> EXTRAIT
§
Intervention de Annick Girardin

Réunion du 19 octobre 2015 à 21h00
Commission élargie : finances - affaires étrangères

Annick Girardin, secrétaire d'état chargée du développement et de la francophonie :

Mesdames, messieurs les députés, vous allez voter le budget 2016 alors que la période est ponctuée de grands rendez-vous internationaux dont chacun contribue à écrire une nouvelle page de l'histoire de notre monde, qui sera, en 2030, nous l'espérons, un monde « zéro carbone » et « zéro pauvreté ». Au sommet d'Addis-Abeba, l'Europe, et donc la France, s'est engagée à consacrer à l'aide au développement 0,7 % de son RNB avant 2030 – et 0,2 % pour les pays les moins avancés (PMA). À New York, l'Assemblée générale des Nations unies a adopté l'agenda post-2015, avec dix-sept objectifs de développement durable qui incluent, bien sûr, les questions climatiques. Lors de la Conférence sur le climat qui s'est tenue à Lima, il y a quelques semaines, nous avons avancé sur le financement « climat » de l'après-2020. Et puis, nous sommes à la veille du sommet de Paris, « Climat 2015 », qui devrait aboutir à un accord à la fois ambitieux et contraignant, nous replaçant sur la trajectoire des deux degrés. Je vous rappelle que tous les pays se sont engagés à apporter leur contribution, non seulement à la lutte contre le dérèglement climatique, mais également à la solidarité. Ce sera l'heure de vérité : les pays industrialisés devront montrer qu'ils peuvent être au rendez-vous des 100 milliards d'euros promis à partir de 2020 lors du sommet de Copenhague.

Tel est le contexte dans lequel nous avons mené les discussions budgétaires. Elles ont été difficiles, aboutissant d'abord à la baisse des crédits de la mission. Mais vous avez été nombreux à vous mobiliser – surtout vous, madame la présidente – avec une grande énergie, ce dont je vous remercie. Nous avons fini par être entendus, et aujourd'hui, après les annonces faites par le Président de la République, le budget de la mission est stabilisé.

Ces annonces, ce sont 4 milliards d'euros supplémentaires pour les États étrangers en 2020, avec une montée en puissance progressive, comme vous le souhaitiez ; le renforcement du volet « climat » avec 2 milliards, ce qui portera le financement annuel de la France en faveur du climat de 3 à 5 milliards d'ici à 2020. En outre, le volet « dons » sera complété de façon conséquente, à hauteur de 370 millions d'euros d'ici à 2020, avec une première partie cette année. Enfin, on répondra par le développement à la crise des réfugiés.
§
> DONNÉES SAISIES
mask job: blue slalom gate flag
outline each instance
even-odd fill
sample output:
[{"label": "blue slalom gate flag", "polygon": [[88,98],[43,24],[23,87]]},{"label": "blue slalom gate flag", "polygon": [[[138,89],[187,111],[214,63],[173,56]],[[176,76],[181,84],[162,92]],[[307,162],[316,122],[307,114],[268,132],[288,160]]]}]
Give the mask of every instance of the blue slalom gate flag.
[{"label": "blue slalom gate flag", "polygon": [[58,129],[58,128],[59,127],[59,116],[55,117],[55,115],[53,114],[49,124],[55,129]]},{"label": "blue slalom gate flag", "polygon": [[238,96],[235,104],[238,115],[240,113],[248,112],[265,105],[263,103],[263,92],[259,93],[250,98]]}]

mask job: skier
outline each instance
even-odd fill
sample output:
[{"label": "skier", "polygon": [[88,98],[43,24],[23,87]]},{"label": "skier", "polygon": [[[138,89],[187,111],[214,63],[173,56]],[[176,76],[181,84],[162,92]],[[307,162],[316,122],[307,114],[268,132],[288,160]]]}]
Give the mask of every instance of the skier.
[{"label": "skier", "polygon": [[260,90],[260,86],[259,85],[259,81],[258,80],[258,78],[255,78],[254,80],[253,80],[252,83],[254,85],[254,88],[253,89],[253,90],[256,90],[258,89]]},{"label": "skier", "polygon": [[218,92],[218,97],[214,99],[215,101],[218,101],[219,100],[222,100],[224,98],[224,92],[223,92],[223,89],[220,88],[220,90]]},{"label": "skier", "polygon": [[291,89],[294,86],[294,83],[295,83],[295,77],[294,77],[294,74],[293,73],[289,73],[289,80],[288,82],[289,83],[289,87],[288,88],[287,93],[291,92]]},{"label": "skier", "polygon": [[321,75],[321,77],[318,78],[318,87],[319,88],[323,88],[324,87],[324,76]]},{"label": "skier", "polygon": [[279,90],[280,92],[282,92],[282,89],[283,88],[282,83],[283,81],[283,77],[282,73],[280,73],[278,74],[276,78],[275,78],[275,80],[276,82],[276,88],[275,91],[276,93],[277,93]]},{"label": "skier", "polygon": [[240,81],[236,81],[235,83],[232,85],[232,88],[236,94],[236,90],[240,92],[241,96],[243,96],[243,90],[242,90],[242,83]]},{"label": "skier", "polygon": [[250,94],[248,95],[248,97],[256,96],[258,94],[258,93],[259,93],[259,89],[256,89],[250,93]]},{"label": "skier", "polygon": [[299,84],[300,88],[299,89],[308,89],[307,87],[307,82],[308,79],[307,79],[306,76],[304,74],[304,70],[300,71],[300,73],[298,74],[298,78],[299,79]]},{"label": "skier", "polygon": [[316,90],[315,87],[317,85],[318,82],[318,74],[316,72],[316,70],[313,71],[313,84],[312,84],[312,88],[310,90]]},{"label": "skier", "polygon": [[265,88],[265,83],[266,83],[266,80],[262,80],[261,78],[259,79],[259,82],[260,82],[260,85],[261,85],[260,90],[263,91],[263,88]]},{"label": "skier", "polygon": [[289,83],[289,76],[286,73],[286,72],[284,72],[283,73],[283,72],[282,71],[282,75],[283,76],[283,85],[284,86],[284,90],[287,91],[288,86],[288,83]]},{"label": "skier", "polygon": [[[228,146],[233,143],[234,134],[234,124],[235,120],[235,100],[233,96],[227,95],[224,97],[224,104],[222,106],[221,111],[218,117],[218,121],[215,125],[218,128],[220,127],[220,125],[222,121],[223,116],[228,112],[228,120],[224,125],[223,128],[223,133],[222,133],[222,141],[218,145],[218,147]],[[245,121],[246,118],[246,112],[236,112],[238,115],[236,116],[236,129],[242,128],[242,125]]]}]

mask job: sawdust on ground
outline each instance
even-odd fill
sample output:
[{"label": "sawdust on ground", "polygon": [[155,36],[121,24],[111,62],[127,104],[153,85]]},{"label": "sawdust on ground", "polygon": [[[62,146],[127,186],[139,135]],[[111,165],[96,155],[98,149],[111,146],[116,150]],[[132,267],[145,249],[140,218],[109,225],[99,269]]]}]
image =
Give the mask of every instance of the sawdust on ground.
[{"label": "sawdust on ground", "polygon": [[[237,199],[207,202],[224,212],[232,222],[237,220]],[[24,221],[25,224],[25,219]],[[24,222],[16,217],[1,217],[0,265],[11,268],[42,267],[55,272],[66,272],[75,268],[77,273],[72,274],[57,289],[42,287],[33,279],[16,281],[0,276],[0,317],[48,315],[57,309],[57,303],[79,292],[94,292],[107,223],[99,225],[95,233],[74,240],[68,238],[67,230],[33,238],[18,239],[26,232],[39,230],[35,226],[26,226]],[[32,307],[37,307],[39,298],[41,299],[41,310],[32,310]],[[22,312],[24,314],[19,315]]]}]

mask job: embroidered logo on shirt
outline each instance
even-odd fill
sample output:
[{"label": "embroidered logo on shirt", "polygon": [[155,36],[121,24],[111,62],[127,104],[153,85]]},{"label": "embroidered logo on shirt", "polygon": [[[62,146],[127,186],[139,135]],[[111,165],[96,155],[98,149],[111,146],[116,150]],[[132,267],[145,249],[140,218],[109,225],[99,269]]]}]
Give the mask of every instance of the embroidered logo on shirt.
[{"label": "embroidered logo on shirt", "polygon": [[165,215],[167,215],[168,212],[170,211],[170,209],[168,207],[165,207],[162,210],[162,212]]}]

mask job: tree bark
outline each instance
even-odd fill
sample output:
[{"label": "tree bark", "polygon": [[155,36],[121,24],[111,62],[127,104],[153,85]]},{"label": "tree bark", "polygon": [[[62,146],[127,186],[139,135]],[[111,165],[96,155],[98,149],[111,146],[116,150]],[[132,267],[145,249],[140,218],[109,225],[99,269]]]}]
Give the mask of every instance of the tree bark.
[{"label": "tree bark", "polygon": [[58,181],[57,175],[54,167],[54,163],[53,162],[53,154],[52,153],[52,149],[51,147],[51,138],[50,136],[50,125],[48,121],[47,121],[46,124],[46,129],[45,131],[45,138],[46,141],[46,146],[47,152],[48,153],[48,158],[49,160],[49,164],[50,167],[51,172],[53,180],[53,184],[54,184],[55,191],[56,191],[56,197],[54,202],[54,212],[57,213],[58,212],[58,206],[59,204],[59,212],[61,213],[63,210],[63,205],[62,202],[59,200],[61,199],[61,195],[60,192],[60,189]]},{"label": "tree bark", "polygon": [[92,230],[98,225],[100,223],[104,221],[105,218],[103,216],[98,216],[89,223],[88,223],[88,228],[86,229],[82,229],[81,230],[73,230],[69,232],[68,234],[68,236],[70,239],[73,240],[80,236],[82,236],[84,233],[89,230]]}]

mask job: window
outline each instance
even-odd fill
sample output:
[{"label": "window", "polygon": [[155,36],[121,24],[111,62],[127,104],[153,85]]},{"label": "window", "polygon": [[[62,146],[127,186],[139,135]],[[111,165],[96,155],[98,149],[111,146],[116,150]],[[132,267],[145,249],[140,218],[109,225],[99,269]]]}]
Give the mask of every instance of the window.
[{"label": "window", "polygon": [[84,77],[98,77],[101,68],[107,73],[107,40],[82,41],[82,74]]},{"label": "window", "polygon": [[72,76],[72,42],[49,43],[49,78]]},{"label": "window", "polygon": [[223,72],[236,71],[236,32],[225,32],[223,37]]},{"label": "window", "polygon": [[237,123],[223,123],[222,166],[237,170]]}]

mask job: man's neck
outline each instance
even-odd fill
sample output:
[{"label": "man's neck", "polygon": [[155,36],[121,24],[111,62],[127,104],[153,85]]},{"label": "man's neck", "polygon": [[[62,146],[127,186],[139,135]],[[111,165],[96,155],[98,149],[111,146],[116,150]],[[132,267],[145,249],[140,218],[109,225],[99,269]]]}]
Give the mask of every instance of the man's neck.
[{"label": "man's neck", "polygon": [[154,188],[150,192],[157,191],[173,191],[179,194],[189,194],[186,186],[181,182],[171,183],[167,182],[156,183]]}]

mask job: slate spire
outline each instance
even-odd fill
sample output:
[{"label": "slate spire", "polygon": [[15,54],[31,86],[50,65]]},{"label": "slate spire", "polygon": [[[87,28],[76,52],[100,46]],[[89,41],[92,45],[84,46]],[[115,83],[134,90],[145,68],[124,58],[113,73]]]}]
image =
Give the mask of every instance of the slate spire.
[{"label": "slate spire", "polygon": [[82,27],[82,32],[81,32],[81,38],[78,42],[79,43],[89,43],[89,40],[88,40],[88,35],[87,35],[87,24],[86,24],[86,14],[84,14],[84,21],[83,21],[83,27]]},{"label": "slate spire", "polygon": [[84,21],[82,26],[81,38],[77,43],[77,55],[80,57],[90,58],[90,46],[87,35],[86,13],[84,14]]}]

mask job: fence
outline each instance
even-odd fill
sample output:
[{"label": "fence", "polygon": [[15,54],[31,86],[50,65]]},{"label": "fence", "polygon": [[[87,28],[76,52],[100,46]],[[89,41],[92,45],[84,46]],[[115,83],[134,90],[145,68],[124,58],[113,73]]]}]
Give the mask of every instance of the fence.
§
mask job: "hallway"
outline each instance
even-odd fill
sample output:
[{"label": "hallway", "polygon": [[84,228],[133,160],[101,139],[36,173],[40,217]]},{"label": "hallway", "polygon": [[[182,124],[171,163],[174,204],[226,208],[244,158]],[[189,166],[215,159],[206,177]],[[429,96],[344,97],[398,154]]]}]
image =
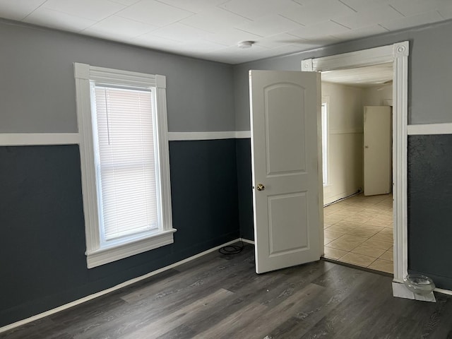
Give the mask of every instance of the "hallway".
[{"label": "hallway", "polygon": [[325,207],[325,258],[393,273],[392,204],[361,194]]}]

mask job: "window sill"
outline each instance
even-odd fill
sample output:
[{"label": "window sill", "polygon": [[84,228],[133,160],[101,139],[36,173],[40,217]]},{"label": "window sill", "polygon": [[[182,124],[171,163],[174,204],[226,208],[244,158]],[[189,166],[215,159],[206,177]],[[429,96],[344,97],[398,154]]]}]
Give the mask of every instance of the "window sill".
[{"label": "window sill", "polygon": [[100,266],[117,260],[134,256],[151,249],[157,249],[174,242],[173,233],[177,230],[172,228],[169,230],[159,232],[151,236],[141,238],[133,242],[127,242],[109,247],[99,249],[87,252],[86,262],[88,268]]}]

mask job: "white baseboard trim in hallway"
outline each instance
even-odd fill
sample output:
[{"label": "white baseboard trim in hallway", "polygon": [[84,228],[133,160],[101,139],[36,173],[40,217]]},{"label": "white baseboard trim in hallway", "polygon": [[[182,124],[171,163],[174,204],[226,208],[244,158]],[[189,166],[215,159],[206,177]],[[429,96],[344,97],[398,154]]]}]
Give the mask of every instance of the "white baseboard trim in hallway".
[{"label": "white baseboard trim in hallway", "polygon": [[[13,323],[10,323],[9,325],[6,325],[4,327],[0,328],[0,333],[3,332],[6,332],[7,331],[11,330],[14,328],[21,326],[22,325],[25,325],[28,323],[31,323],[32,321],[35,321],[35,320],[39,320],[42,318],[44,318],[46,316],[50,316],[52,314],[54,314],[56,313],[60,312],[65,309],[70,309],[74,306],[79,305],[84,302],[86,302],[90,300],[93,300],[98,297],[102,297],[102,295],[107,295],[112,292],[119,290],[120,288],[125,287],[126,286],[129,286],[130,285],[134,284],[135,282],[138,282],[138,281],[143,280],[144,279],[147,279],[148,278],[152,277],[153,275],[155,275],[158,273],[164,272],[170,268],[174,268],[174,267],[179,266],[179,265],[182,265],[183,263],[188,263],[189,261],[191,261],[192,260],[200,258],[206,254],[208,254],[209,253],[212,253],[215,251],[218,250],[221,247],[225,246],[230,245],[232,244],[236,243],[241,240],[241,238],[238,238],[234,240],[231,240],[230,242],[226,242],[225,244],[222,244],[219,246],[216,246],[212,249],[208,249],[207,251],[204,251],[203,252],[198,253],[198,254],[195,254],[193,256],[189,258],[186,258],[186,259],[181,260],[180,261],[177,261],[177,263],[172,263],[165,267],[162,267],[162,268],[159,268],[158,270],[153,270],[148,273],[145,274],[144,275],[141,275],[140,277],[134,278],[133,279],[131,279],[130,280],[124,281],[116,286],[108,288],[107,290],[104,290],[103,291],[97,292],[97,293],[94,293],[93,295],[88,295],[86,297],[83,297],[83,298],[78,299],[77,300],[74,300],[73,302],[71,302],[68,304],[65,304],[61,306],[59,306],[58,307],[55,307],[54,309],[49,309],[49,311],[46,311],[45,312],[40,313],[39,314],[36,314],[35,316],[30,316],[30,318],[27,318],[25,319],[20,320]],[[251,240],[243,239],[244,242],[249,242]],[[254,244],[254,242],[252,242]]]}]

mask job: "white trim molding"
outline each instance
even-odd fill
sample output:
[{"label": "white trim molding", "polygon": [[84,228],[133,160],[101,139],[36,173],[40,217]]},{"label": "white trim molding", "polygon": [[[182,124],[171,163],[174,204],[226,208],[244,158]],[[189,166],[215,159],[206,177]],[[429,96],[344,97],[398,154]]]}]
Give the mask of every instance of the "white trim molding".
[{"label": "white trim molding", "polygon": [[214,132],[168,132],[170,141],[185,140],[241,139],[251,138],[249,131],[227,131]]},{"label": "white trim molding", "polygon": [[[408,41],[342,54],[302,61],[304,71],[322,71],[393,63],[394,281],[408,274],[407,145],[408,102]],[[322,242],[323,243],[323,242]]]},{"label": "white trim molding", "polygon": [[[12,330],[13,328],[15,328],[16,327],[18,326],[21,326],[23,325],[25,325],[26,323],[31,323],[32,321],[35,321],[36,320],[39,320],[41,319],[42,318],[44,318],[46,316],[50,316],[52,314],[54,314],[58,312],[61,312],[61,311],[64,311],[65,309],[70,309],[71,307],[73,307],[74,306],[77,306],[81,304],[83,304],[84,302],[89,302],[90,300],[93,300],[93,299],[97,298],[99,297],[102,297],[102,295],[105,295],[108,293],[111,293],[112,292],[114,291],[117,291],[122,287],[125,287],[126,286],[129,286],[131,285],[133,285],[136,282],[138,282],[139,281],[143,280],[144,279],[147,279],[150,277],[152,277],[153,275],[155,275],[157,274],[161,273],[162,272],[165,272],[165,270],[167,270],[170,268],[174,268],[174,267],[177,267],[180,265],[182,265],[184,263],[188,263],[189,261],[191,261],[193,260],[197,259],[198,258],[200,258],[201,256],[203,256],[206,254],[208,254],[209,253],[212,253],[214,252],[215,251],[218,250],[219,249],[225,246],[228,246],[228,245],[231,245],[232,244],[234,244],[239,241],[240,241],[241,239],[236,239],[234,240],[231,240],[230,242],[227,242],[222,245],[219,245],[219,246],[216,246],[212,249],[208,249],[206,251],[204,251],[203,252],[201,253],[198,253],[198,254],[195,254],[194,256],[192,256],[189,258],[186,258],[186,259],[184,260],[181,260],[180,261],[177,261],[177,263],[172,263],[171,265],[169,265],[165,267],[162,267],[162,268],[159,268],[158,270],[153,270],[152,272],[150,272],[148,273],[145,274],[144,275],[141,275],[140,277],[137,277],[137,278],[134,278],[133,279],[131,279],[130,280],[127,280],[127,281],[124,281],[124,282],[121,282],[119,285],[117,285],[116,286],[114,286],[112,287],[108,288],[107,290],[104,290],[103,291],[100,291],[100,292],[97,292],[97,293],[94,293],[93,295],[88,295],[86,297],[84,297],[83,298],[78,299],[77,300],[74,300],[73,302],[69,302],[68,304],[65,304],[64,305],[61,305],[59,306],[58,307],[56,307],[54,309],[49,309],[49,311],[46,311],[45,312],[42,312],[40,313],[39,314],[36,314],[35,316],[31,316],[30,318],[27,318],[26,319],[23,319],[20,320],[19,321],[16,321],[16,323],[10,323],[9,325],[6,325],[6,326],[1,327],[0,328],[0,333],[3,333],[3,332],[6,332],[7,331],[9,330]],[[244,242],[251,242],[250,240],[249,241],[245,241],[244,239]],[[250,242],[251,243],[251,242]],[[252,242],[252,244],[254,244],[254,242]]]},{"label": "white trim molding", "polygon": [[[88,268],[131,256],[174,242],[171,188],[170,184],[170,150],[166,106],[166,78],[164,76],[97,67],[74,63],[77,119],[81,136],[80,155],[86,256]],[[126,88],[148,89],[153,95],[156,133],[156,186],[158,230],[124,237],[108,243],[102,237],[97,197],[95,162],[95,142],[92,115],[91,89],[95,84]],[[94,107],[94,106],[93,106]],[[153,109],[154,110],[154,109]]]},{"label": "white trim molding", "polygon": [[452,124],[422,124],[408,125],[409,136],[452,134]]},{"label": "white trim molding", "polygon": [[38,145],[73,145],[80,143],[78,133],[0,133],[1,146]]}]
§
> EXERCICES
A. Présentez sous forme de liste le paragraphe de l'extrait qui commence par « Ces annonces, ce sont 4 milliards », en gardant ses faits principaux.
B. D'après l'extrait, quelle part de son RNB l'Europe s'est-elle engagée à consacrer à l'aide au développement avant 2030 lors du sommet d'Addis-Abeba ?
La liste n'intervient pas dans ce travail.

> CORRIGÉS
A.
- 4 milliards d'euros supplémentaires pour les États étrangers en 2020, avec une montée en puissance progressive
- 2 milliards de plus pour le climat, ce qui portera le financement climatique annuel de la France de 3 à 5 milliards d'ici à 2020
- 370 millions d'euros ajoutés au volet « dons » d'ici à 2020, avec une première partie cette année
- une réponse par le développement à la crise des réfugiés

B. 0,7 % de son RNB.